# TASK DESCRIPTION
An identical copy of all the records is what the answer must contain.

# Dataset entries
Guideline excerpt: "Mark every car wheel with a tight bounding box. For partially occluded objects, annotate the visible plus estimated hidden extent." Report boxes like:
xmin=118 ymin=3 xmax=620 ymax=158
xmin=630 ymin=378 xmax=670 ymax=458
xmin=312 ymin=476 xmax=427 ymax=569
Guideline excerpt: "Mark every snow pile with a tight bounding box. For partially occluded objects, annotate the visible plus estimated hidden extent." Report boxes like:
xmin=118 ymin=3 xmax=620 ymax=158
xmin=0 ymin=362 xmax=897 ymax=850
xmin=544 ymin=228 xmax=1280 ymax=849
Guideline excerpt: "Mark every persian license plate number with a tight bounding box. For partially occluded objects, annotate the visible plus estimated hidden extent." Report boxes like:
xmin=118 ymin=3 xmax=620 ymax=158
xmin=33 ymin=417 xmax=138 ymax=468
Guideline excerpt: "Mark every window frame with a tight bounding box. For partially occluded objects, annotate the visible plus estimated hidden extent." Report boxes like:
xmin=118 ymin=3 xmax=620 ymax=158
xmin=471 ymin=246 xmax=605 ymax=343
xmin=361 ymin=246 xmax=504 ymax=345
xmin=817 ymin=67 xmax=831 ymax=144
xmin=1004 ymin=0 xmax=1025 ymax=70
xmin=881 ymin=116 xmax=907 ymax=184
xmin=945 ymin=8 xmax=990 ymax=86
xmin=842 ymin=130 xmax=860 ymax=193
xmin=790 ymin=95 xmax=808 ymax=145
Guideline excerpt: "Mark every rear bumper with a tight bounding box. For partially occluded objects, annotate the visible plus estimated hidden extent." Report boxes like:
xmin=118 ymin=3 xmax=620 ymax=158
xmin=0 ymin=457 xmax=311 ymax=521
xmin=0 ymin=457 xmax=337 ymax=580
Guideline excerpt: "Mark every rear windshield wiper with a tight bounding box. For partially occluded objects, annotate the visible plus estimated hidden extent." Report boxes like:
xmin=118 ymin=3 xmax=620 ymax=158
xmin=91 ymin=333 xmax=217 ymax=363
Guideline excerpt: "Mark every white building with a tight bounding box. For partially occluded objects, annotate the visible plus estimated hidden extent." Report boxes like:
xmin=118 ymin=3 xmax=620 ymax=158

# RESULT OF THIS EXERCISE
Guideline excerpt: "Mark every car wheel with a tight bounding box. For partially occluded objects, annotate the visible plus estimated hidden extent." Report boxes like:
xmin=118 ymin=3 xmax=620 ymax=158
xmin=630 ymin=378 xmax=670 ymax=458
xmin=312 ymin=476 xmax=427 ymax=569
Guideline excerpt: "Mark every snow pile with a tight bounding box. For partially occluded objects, annotate the visible plus estimated hidden extent." Report boxes like:
xmin=118 ymin=3 xmax=620 ymax=158
xmin=0 ymin=362 xmax=897 ymax=850
xmin=544 ymin=228 xmax=1280 ymax=849
Guideline excerpt: "Mark every persian license plate number with a tight bounding box. For partially occluded objects, annotate the visible plus estimated hidden extent." Report boxes like:
xmin=118 ymin=3 xmax=620 ymax=158
xmin=33 ymin=417 xmax=138 ymax=468
Guideline excerpt: "Mark every window frame with a tight bounding box. For partially occluded objects, annotate the visible plus estimated hidden extent." Report boxes like:
xmin=118 ymin=3 xmax=620 ymax=158
xmin=471 ymin=246 xmax=605 ymax=343
xmin=361 ymin=246 xmax=504 ymax=345
xmin=817 ymin=67 xmax=831 ymax=144
xmin=1004 ymin=0 xmax=1025 ymax=70
xmin=881 ymin=116 xmax=907 ymax=184
xmin=945 ymin=8 xmax=990 ymax=86
xmin=842 ymin=130 xmax=860 ymax=193
xmin=790 ymin=95 xmax=808 ymax=145
Guideline excerpt: "Mark every rear bumper with a tight bounding box. For partially occluded objects, annotate the visible plus estimated hidden extent." Report boxes like:
xmin=118 ymin=3 xmax=620 ymax=158
xmin=0 ymin=457 xmax=311 ymax=521
xmin=0 ymin=457 xmax=337 ymax=580
Guideline excerpt: "Mark every rear windshield wiper with a tight bounding box. For partially occluded objects, annotate the visible plus estimated hidden extent." Report boxes like:
xmin=118 ymin=3 xmax=620 ymax=158
xmin=91 ymin=333 xmax=217 ymax=363
Guideline excerpt: "Mark every white building with a tight bounding box. For partially occluded objects, annotate the visible plus estimated hidden extent." Report boxes like:
xmin=118 ymin=3 xmax=620 ymax=158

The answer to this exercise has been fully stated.